# Tarefa a realizar
Copie, sem qualquer alteração, o trecho do excerto abaixo sobre a pastoral diocesana que vai de "James Mallon, a" até "de ouro 80/80.", inclusive.

James Mallon, a este propósito, fala dos quatro pilares de constituição de uma equipa missionária. É preciso Unidade de visão, Equilíbrio de forças, Vulnerabilidade e confiança e Tensão saudável. Quer dizer, é necessário um grupo que tenha o mesmo alinhamento de visão, cujas pessoas estejam no seu carisma próprio, numa autêntica relação de fé, caridade e perdão, e na transparência da sua intenção. No fundo precisamos de equipas compostas por pessoas credíveis, disponíveis, contagiantes e dóceis ('ductíveis'), que compreendam que a Igreja serve para anunciar Cristo.
I. Empregar 80% do tempo pastoral para encontrar 80% da comunidade dos irmãos. Da clássica regra 20/80 para a regra de ouro 80/80.
A Diocese de Santarém fará, em Julho de 2025, cinquenta anos da sua criação. A celebração do cinquentenário vai coincidir com o tradicional jubileu da Encarnação. Parece-me uma ocasião propícia para a ação de graças, a reflexão, a purificação e a projeção. Seria importante marcarmos a data com uma revisão de vida, mais do que com eventos físicos, ainda que eles sejam necessários.

Entradas guardadas
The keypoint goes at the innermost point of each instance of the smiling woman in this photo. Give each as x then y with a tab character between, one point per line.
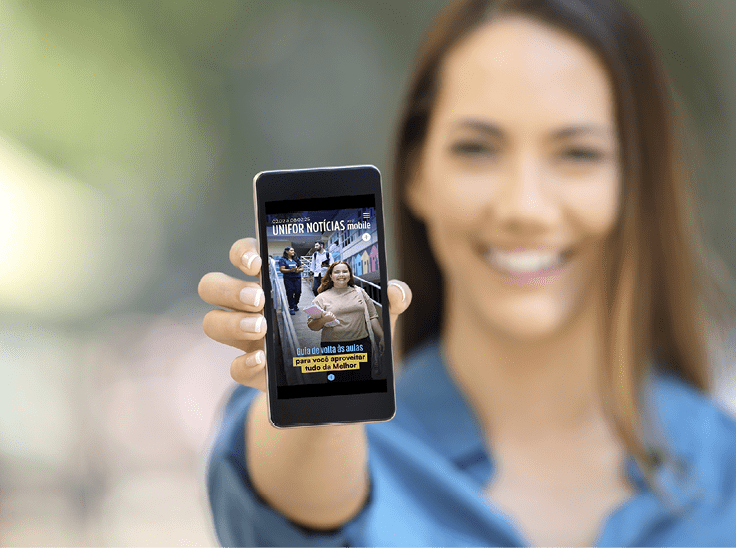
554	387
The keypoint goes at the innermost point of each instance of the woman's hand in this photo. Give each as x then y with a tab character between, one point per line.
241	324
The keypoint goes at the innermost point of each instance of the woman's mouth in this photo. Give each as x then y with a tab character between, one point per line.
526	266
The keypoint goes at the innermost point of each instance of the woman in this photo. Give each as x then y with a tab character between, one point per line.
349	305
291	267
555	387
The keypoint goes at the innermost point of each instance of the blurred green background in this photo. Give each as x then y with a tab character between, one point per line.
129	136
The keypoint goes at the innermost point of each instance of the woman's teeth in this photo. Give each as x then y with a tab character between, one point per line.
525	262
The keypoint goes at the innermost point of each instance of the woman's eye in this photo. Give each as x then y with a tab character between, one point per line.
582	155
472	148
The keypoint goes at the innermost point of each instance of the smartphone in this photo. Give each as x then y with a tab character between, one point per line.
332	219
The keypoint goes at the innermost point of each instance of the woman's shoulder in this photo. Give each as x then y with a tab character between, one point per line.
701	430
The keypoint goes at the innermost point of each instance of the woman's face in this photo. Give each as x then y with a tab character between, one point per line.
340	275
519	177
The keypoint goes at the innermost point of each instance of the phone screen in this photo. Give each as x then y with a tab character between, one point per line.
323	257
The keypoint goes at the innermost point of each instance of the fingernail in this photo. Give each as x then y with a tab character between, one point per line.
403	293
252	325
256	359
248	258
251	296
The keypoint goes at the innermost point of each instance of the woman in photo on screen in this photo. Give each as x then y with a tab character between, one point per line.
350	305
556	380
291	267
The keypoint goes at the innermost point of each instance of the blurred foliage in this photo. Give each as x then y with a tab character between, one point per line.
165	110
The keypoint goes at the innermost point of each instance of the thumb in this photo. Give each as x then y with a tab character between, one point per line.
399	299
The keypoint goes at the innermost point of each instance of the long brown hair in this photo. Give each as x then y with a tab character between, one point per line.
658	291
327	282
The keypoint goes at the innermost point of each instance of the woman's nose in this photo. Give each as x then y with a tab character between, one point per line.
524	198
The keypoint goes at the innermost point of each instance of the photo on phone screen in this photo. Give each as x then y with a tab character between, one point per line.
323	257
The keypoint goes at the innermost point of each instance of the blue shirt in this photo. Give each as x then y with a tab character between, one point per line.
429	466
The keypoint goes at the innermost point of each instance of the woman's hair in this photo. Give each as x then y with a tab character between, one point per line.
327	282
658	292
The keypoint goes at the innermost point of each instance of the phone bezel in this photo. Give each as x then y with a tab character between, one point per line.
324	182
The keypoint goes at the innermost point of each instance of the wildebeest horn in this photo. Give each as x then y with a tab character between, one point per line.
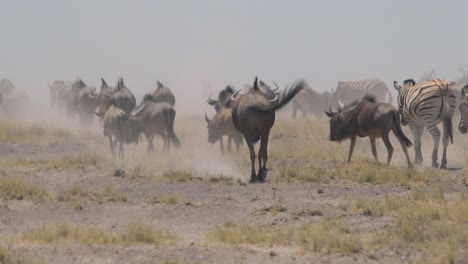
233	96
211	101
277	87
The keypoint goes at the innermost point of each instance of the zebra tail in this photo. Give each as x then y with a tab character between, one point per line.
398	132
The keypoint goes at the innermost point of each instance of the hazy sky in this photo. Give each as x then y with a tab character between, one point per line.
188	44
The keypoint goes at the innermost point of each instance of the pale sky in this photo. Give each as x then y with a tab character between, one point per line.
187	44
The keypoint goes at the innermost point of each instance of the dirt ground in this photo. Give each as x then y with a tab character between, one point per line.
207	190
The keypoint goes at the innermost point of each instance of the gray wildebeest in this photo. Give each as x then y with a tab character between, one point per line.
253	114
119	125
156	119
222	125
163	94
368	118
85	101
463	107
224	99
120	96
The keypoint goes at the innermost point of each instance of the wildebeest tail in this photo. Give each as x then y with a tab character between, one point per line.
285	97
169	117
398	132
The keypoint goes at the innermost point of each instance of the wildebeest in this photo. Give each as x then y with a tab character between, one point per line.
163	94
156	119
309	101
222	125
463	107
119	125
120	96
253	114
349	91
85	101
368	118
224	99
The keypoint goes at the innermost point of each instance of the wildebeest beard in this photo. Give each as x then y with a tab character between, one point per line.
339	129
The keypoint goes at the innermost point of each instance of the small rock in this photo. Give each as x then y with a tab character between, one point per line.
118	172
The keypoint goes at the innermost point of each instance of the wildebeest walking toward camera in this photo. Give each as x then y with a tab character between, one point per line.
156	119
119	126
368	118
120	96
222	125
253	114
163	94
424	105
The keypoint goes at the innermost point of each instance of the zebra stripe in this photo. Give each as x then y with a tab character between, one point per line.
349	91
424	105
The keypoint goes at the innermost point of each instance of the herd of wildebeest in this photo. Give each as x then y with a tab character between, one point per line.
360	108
...
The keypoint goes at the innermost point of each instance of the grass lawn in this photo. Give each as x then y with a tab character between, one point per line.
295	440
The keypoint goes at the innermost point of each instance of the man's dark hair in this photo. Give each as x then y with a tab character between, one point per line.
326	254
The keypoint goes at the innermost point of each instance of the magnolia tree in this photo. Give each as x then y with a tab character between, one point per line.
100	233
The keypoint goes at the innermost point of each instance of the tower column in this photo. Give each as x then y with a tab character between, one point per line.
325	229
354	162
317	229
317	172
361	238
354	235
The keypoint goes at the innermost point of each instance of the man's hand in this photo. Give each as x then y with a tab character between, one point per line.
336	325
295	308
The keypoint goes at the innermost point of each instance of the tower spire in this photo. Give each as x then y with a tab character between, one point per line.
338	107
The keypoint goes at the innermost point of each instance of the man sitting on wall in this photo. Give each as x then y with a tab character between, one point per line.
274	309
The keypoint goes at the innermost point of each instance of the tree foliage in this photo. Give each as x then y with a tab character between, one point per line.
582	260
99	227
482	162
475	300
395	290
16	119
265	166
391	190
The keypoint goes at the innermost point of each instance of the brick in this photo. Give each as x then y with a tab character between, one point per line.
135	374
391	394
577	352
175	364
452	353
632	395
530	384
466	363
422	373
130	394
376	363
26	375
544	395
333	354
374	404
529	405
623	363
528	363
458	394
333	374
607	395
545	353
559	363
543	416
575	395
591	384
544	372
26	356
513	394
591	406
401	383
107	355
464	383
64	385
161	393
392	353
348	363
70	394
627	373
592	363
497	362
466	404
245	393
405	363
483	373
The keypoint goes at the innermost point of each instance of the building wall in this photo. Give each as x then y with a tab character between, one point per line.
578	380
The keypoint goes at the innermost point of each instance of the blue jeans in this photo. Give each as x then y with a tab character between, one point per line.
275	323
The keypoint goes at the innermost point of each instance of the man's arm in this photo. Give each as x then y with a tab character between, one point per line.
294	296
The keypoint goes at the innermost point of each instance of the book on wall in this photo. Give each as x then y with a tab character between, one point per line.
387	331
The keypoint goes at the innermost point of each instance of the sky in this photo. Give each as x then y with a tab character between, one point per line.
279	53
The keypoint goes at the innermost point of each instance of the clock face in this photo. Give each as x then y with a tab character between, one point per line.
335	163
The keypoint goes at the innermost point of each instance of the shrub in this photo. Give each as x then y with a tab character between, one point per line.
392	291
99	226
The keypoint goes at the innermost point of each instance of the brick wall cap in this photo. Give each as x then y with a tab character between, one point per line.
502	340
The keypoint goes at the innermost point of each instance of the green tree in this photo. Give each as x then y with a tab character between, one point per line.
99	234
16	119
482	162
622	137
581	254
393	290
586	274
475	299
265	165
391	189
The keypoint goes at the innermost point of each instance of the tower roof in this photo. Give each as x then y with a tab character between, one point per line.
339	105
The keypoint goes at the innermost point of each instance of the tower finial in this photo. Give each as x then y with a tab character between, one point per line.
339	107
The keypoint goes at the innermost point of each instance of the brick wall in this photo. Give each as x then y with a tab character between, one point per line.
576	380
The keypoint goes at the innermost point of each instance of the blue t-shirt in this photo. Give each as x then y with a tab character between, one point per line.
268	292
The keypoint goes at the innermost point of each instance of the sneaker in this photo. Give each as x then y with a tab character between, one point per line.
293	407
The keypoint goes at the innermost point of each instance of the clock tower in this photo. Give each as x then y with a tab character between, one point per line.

# Resultado do exercício
James Mallon, a este propósito, fala dos quatro pilares de constituição de uma equipa missionária. É preciso Unidade de visão, Equilíbrio de forças, Vulnerabilidade e confiança e Tensão saudável. Quer dizer, é necessário um grupo que tenha o mesmo alinhamento de visão, cujas pessoas estejam no seu carisma próprio, numa autêntica relação de fé, caridade e perdão, e na transparência da sua intenção. No fundo precisamos de equipas compostas por pessoas credíveis, disponíveis, contagiantes e dóceis ('ductíveis'), que compreendam que a Igreja serve para anunciar Cristo.
I. Empregar 80% do tempo pastoral para encontrar 80% da comunidade dos irmãos. Da clássica regra 20/80 para a regra de ouro 80/80.